Stated task
Gather every line of the material below that contains the string "window", and copy each one unchanged.

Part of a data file
** START **
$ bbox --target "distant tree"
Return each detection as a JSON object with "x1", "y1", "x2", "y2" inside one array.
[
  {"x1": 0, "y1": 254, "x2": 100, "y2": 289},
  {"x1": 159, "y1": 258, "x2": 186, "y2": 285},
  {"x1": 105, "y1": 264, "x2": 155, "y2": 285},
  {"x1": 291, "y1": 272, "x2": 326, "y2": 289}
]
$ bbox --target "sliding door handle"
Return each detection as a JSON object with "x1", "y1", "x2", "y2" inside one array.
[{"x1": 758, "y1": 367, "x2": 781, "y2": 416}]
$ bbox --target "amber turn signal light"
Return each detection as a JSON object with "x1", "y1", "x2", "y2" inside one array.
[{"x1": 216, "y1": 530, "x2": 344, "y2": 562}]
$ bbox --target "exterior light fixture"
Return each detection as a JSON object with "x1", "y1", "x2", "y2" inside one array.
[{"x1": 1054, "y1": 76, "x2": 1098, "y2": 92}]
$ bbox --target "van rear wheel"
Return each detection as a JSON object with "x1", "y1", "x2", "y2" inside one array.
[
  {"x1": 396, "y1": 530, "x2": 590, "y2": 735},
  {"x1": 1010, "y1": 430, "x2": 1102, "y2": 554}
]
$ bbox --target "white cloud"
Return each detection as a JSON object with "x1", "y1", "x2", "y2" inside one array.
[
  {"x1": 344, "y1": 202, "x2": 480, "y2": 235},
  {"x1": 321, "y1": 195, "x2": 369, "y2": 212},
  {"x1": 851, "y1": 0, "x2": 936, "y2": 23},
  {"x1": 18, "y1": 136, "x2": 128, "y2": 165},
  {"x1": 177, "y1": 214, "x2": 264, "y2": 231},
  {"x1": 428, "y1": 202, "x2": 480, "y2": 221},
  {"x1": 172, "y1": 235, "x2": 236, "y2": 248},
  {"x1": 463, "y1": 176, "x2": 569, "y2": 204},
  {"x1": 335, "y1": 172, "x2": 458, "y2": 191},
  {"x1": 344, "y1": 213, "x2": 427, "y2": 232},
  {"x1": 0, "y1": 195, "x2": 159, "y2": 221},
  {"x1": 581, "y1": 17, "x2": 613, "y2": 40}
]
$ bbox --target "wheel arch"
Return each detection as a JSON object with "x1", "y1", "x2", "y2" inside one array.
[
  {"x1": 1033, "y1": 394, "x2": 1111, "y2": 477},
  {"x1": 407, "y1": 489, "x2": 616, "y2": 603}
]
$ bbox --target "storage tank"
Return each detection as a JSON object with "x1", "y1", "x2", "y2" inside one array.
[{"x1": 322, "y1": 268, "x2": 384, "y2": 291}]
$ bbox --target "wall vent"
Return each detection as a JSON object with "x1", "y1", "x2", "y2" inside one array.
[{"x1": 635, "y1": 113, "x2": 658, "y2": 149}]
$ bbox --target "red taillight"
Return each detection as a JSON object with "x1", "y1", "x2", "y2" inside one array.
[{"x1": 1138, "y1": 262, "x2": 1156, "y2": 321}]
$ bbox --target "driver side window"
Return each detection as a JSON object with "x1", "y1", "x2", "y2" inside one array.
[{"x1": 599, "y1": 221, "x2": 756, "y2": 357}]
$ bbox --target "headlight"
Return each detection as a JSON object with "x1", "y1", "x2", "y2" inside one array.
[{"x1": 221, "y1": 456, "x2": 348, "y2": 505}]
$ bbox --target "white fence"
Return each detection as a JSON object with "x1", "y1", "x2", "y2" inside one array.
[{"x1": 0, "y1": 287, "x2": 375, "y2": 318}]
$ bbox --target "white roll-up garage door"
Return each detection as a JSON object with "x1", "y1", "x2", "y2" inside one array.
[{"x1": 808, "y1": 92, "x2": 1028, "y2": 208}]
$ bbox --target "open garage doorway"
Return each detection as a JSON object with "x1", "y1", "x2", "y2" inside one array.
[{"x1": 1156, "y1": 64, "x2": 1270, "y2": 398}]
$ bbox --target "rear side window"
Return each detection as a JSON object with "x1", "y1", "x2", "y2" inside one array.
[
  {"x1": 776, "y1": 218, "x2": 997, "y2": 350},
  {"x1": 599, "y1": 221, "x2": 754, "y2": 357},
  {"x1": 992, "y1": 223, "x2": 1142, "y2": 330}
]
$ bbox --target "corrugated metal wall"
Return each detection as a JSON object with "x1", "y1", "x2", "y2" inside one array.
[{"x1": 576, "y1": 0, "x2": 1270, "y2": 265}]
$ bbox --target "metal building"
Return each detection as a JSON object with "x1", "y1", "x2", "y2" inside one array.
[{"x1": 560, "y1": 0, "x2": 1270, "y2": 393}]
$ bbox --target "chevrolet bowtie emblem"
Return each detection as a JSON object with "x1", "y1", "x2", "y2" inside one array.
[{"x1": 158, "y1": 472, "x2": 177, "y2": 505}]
** END **
Task solution
$ bbox --target "driver side window"
$ bbox --target "rear side window"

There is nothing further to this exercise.